WRITTEN REQUEST: Copy out every line in the entries below that contains the word "pole".

ROWS:
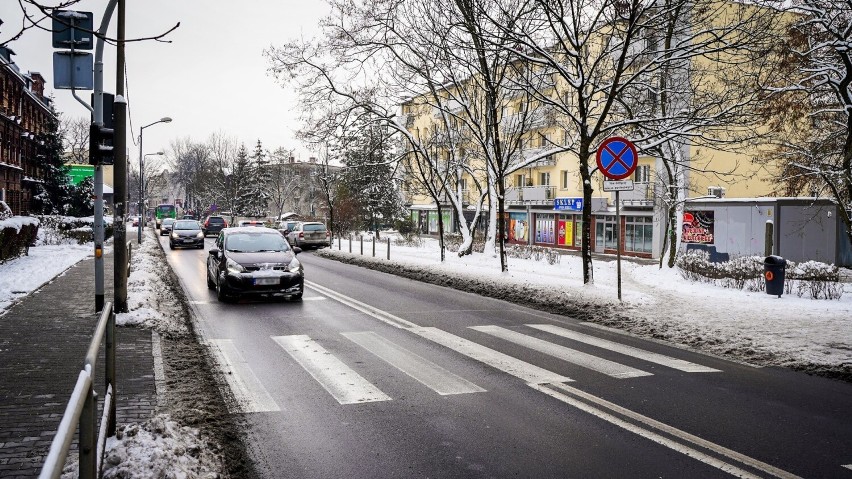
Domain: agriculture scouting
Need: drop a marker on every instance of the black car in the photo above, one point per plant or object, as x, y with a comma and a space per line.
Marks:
186, 234
254, 261
213, 225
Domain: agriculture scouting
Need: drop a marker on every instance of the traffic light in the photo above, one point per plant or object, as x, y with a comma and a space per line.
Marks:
100, 145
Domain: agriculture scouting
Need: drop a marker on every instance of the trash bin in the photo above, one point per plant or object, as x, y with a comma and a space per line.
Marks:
773, 273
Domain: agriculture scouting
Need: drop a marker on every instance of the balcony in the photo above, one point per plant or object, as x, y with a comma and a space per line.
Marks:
532, 195
642, 196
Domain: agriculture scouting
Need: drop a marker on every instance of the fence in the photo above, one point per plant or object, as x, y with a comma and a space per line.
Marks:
83, 406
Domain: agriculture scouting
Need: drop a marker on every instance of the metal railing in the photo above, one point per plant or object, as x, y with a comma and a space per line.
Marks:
83, 406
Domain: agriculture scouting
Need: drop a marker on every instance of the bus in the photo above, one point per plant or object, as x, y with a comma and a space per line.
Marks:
163, 211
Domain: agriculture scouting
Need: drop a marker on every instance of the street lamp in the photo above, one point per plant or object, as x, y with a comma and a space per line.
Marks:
165, 119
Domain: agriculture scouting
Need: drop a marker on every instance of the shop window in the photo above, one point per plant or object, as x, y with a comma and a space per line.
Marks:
638, 234
605, 233
545, 228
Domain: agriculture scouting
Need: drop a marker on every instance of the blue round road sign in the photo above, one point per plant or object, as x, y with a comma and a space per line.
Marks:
617, 158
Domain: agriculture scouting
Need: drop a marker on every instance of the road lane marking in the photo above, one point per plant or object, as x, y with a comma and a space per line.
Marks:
572, 396
601, 365
363, 307
248, 391
417, 367
347, 386
663, 360
527, 372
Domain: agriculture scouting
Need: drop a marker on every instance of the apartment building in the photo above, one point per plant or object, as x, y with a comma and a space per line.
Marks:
24, 113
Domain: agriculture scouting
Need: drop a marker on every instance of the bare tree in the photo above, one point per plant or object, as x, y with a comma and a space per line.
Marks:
76, 139
810, 104
663, 73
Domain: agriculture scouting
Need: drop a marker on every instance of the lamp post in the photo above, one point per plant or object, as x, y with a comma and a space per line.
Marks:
142, 174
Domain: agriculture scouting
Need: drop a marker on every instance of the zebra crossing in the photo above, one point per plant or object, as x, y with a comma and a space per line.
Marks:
347, 386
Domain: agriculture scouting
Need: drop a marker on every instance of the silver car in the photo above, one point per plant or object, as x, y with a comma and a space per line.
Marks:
309, 234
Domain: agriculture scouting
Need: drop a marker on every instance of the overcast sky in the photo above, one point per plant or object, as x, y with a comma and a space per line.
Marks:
211, 77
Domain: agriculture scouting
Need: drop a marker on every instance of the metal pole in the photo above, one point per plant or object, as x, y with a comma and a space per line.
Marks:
141, 189
119, 221
109, 368
88, 435
618, 239
98, 228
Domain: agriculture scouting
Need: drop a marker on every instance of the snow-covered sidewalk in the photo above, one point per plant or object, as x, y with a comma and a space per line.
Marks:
802, 333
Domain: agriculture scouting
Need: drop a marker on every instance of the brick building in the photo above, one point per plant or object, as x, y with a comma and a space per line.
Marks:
24, 114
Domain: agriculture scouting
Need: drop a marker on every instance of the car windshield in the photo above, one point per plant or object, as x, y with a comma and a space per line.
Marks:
256, 242
187, 225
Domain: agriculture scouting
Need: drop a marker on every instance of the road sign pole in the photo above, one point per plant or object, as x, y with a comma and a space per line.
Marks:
618, 240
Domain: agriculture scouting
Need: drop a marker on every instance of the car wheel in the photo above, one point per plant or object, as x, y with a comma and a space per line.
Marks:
221, 292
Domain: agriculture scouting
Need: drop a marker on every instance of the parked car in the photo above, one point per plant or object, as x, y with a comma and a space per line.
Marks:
166, 226
213, 224
309, 234
254, 261
249, 223
286, 226
186, 233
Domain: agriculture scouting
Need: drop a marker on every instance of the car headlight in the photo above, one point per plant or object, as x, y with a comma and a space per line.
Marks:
234, 267
295, 266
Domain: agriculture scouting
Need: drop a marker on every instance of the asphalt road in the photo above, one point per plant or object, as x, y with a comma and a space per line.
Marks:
374, 376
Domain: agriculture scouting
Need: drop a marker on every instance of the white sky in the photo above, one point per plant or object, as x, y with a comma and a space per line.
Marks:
212, 77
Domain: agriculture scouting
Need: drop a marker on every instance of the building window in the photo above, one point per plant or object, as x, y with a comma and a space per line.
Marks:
605, 233
545, 228
638, 234
642, 174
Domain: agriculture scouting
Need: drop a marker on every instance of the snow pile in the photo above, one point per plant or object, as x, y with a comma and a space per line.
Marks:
750, 326
158, 448
151, 303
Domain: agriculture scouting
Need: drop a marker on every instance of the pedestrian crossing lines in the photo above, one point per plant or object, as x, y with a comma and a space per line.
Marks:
347, 386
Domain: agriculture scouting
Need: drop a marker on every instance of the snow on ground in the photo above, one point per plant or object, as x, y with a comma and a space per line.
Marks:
21, 276
158, 447
802, 333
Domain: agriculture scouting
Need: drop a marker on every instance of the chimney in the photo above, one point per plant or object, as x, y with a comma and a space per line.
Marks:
38, 84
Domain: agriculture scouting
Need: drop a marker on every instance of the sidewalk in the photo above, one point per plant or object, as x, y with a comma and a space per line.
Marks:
43, 343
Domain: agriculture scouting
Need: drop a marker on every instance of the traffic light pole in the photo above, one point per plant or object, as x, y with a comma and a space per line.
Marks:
119, 222
99, 172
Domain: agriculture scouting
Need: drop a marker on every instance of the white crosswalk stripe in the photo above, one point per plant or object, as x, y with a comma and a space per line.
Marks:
527, 372
601, 365
661, 359
344, 384
424, 371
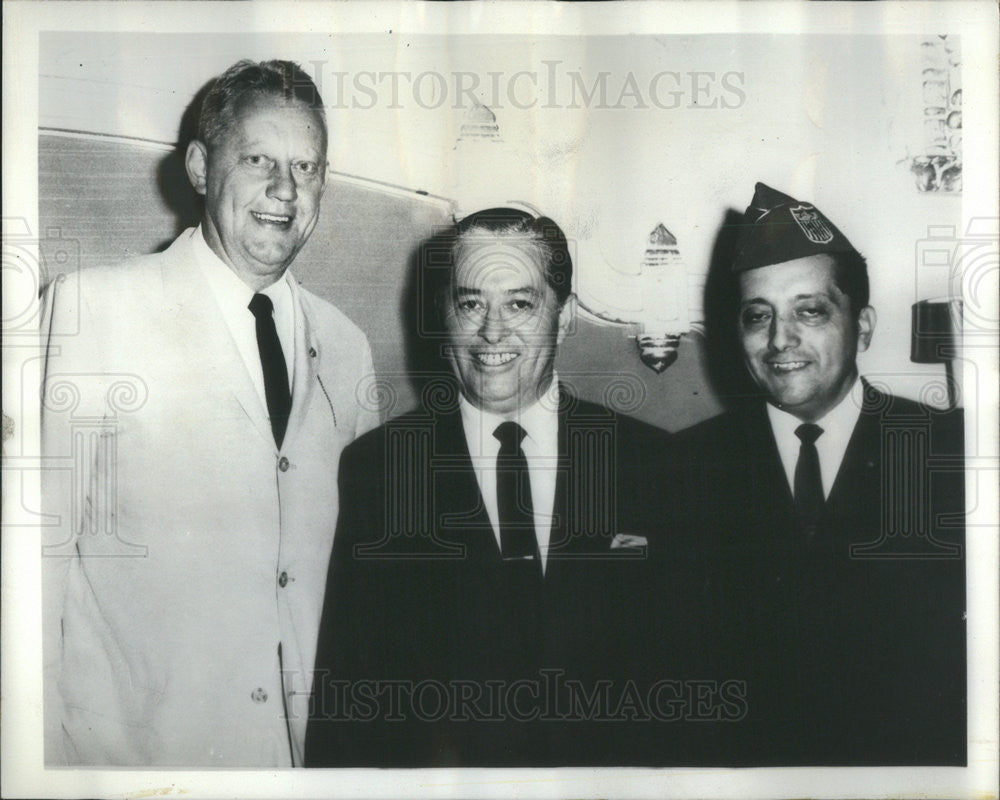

TASK SOLUTION:
Need: drop a marker on every instance of the metal pole in the photo above, one point per plant or object, as x, y with a comma and a space per line.
Need: drop a marker on every instance of the road sign pole in the photo above, one point per plant or object, as x, y with a comma and a space per line.
Need: drop a marker on every instance of the traffic light pole in the photo above, one point per plant or object, as x, y with a comma and a space per line.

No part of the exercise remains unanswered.